— BEGIN Data to use —
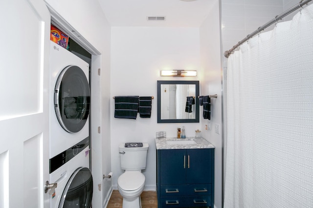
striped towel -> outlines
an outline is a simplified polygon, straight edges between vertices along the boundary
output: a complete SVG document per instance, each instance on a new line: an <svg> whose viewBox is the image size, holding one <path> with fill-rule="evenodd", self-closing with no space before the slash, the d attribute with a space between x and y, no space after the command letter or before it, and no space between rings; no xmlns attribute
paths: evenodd
<svg viewBox="0 0 313 208"><path fill-rule="evenodd" d="M209 95L203 96L203 118L211 120L211 98Z"/></svg>
<svg viewBox="0 0 313 208"><path fill-rule="evenodd" d="M135 119L138 106L139 96L115 96L114 117Z"/></svg>
<svg viewBox="0 0 313 208"><path fill-rule="evenodd" d="M139 114L140 118L151 117L151 107L152 104L152 97L139 97Z"/></svg>

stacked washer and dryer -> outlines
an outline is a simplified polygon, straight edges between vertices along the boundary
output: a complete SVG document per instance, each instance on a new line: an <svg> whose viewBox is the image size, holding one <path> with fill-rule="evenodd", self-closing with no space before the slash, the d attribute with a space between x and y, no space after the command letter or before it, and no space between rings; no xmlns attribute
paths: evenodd
<svg viewBox="0 0 313 208"><path fill-rule="evenodd" d="M50 42L50 182L57 187L50 208L91 206L89 65Z"/></svg>

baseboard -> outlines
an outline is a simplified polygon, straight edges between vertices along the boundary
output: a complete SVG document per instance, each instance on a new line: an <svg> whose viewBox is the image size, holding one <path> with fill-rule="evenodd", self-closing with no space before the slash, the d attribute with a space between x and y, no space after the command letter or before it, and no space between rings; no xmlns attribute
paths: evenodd
<svg viewBox="0 0 313 208"><path fill-rule="evenodd" d="M153 190L154 191L156 191L156 185L146 185L143 189L144 191Z"/></svg>
<svg viewBox="0 0 313 208"><path fill-rule="evenodd" d="M110 201L110 198L111 198L111 195L112 195L112 192L113 192L113 189L112 187L111 187L109 191L108 191L108 193L107 194L107 196L106 196L105 199L103 201L103 207L104 208L107 208L108 207L108 204L109 204L109 201Z"/></svg>

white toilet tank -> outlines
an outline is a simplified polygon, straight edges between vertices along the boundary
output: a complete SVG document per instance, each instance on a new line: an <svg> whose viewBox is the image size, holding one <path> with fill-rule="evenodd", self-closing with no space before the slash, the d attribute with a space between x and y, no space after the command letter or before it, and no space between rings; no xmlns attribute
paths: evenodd
<svg viewBox="0 0 313 208"><path fill-rule="evenodd" d="M127 170L145 169L148 147L147 143L143 143L142 147L125 147L125 143L119 145L122 169Z"/></svg>

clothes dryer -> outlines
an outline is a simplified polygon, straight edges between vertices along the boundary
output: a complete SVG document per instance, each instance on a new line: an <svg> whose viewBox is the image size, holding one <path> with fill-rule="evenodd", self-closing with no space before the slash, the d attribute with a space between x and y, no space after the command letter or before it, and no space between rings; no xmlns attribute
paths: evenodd
<svg viewBox="0 0 313 208"><path fill-rule="evenodd" d="M50 158L89 136L89 65L50 41Z"/></svg>
<svg viewBox="0 0 313 208"><path fill-rule="evenodd" d="M57 183L50 196L51 208L90 208L93 191L89 169L89 138L50 160L50 182Z"/></svg>

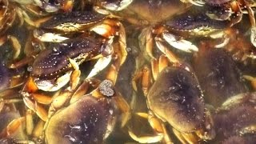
— END Data to use —
Given request –
Present the entries from the start through the line containing "42L50 182L57 187L50" as a numbered list, with blank lines omitted. Leave the pictures out of the answer.

Response below –
1. striped towel -> outlines
2. an outline is a simplified polygon, straight edges between vertices along the boundary
3. output: a complete SVG document per instance, each instance on a new line: an <svg> whose viewBox is the image size, holding one <path> with fill-rule="evenodd", self-closing with no space before the slash, the d attribute with a space between x and y, no space after the command letter or before it, and no space between rings; no xmlns attribute
4. paths: evenodd
5. <svg viewBox="0 0 313 208"><path fill-rule="evenodd" d="M209 95L203 96L203 118L211 120L211 98Z"/></svg>
6. <svg viewBox="0 0 313 208"><path fill-rule="evenodd" d="M135 119L138 106L139 96L115 96L114 117Z"/></svg>
7. <svg viewBox="0 0 313 208"><path fill-rule="evenodd" d="M139 114L140 118L151 117L151 107L152 104L152 97L139 97Z"/></svg>
8. stacked washer and dryer -> outlines
9. an outline is a simplified polygon, straight edges between vertices along the boundary
10. output: a complete SVG document per instance, each instance on a new line: an <svg> whose viewBox is the image size, holding one <path> with fill-rule="evenodd", self-closing with no space before the slash, the d attribute with a space between x and y, no space after the command letter or before it, and no space between rings; no xmlns attribute
11. paths: evenodd
12. <svg viewBox="0 0 313 208"><path fill-rule="evenodd" d="M50 42L50 182L57 187L50 208L91 206L89 65Z"/></svg>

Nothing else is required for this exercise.